*Source text*

=====

Visit one atmospheric Old Town coffee experience if the theatre appeals to you, going in with clear eyes on the pricing. For your daily coffee, use Svit Kavy or any local café off the main tourist streets. For chocolate, Lviv Handmade Chocolate is genuinely worth buying as a gift: accept the price as the honest cost of artisan work. The experience coffee houses are legitimate businesses charging for atmosphere. The issue is not fraud but rather not knowing in advance that the price includes a location premium.

Low Priority (but Common)

📱 Unlicensed Tourist Guide Approaches

📍 Rynok Square, High Castle Hill, Armenian Cathedral
How it works:

Individuals who approach visitors near the main tourist sites offering walking tours at agreed prices sometimes fail to deliver the described tour, cut it short, or add charges mid-tour for "entrance fees" to locations they had not disclosed. In the current wartime context, some individuals also offer informal interpretation and fixer services for journalists and aid workers that may involve inflated logistical costs. This is not universal: many genuinely excellent informal guides operate in Lviv. The risk is specifically with unsolicited approaches from strangers at tourist sites.

✓ How to avoid it

Book walking tours through the Lviv Tourist Information Centre on Rynok Square 1, which maintains a register of licensed guides. Free walking tours with a tip-at-the-end model are available through established operators and are reliably delivered. For journalist and NGO fixer needs, established operators (Fixergate, local press clubs, and recommendations from colleagues already in-country) are significantly more reliable than street approaches.

Transport Scams & Traps

High Priority

🚌 Intercity Bus and Train Ticket Touts

📍 Lviv and Kyiv train stations, international bus terminal
How it works:

Touts outside train stations offer to purchase train or bus tickets "without the queue" for a fee. In some cases they sell genuine tickets with an added markup of UAH 200-500. In others they sell printed tickets that are invalid or for the wrong class of travel. The Ukrainian Railways (Ukrzaliznytsia) ticketing system is entirely bookable online and via app in English, with no language barrier for visitors. There is no legitimate reason to buy a ticket from a person outside the station.

=====

*Material*

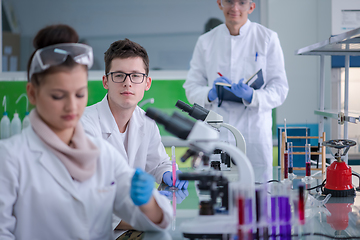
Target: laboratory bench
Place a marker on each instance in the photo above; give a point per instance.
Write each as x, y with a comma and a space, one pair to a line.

=====

*Tasks to perform*
[A] According to the Lviv travel scams guide, how much markup do station touts add when they sell genuine tickets?
[B] Carry on with the Lviv travel scams guide from its final sentence, in the same style.

*Outputs for the tasks*
[A] UAH 200-500.

[B]
✓ How to avoid it

Book Ukrainian Railways tickets through the official Ukrzaliznytsia website (uz.gov.ua) or app, both of which offer an English interface. The Lviv-Kyiv overnight train (a key route for many visitors) books out quickly; book at least a few days in advance. Tickets are scanned digitally and do not need to be printed. For international trains (Lviv-Warsaw, Lviv-Krakow, Lviv-Budapest), book via PKP Intercity (Poland), MAV (Hungary), or Rail Europe depending on origin.

Medium Priority

🚙 Taxi Meter Tampering and Route Padding

📍 Kyiv and Lviv, particularly late-night and post-curfew runs
How it works:

A minority of licensed-looking taxis operate with meters calibrated to run at 1.5-2x the legal rate. Others take significantly longer routes than necessary, particularly with visitors unfamiliar with the city geography. This is most prevalent in post-curfew situations (the curfew in Ukrainian cities operates between 23:00 and 05:00 in most oblasts as of 2026; check current rules before travel) when app-based taxis may be unavailable or surging and visitors have fewer options.

✓ How to avoid it

Use Bolt or Uber for all taxi journeys where app availability permits. The apps show the route in real time and the pre-quoted fare is binding. For journeys where apps are unavailable (post-curfew, very rural areas), agree on a price and route before entering any vehicle and use Google Maps on your phone to verify the route being taken in real time. If the driver deviates significantly from the logical route, name the deviation aloud.

Low Priority

🚲 Marshrutka (Minibus) Overcharging of Foreigners

📍 Urban routes across Ukraine
How it works:

Marshrutky (shared minibuses) are a standard form of urban and peri-urban transport in Ukraine, operating on fixed routes at fixed prices. The fixed fare on most urban routes is UAH 8-15. Some drivers quote foreign-looking passengers higher prices (UAH 30-50) or provide incorrect change. The amounts involved are small but the frequency of the scam is higher than the individual cost suggests.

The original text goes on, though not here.